(Point annotation dataset records)
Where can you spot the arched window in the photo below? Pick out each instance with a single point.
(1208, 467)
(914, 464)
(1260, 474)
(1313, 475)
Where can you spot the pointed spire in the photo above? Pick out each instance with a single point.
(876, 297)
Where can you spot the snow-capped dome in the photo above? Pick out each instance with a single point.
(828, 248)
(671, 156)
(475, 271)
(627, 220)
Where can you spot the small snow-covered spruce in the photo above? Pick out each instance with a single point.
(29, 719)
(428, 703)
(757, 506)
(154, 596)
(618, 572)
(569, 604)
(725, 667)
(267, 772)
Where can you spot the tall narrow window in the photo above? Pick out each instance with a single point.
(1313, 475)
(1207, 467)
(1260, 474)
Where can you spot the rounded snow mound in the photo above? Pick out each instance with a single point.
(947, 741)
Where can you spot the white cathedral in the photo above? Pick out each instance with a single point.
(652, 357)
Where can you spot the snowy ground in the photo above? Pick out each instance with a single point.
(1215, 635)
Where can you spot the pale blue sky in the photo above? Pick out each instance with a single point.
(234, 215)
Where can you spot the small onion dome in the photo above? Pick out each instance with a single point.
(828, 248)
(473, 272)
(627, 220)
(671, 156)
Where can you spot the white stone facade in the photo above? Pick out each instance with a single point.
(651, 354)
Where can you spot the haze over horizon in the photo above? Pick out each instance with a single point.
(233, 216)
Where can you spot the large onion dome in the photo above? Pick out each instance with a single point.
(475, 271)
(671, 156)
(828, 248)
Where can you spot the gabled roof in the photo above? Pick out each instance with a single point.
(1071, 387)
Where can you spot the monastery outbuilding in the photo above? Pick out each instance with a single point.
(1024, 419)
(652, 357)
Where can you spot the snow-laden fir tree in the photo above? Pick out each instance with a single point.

- Set task
Repeat the lines above exactly.

- Output of the exercise
Where can you spot the arched window in the photo below? Pick out each instance with a single point.
(1208, 467)
(914, 464)
(1260, 474)
(1313, 475)
Where can you spot the pointed spire in the photo above? Pick out each instance with a single point.
(876, 297)
Where can you spot the snow-capped dome in the photo above? Pick out each instance with a single point.
(828, 248)
(671, 156)
(475, 271)
(627, 220)
Where can you spot the small snow-covered spruce in the photo above? Pick out each instance with a single point.
(29, 719)
(428, 703)
(757, 506)
(154, 596)
(618, 572)
(569, 604)
(725, 667)
(267, 772)
Where can you spot the tall narrow window in the photo above? Pick out each instance with a single point.
(1313, 475)
(1207, 467)
(1260, 474)
Where can you spot the rounded snow mound in the photo above? Pick out each instance with a single point.
(947, 741)
Where can you spot the white cathedral in the photo above? Pick out each instance with a single point.
(652, 357)
Where can you spot the snowy ground in the photo above? Pick out each instance with a single point.
(1215, 635)
Where can you spot the pale blue sky in the photo above? Pick out each instance with a single point.
(234, 215)
Where can you spot the small onion dome in the photo above? Pick out each instance with a single point.
(828, 248)
(473, 272)
(627, 220)
(671, 156)
Where can you spot the white stone facade in the photo above? Pick out each instance with a single point.
(651, 354)
Where can you spot the haze over horizon in the photo above? Pick out each instance with a single point.
(233, 216)
Where can you spot the large onion dome in the photo above? Pick out each instance with a single point.
(475, 271)
(671, 156)
(828, 248)
Where can you spot the gabled roof in the photo above? Pick out each instance with a single point.
(1071, 387)
Where can you spot the monastery outbuilding in the photo above? Pick out each instance with a single point.
(1024, 419)
(652, 357)
Where can you spot the snow-laden fir tree in the photo above? Pick out each instance with a single point.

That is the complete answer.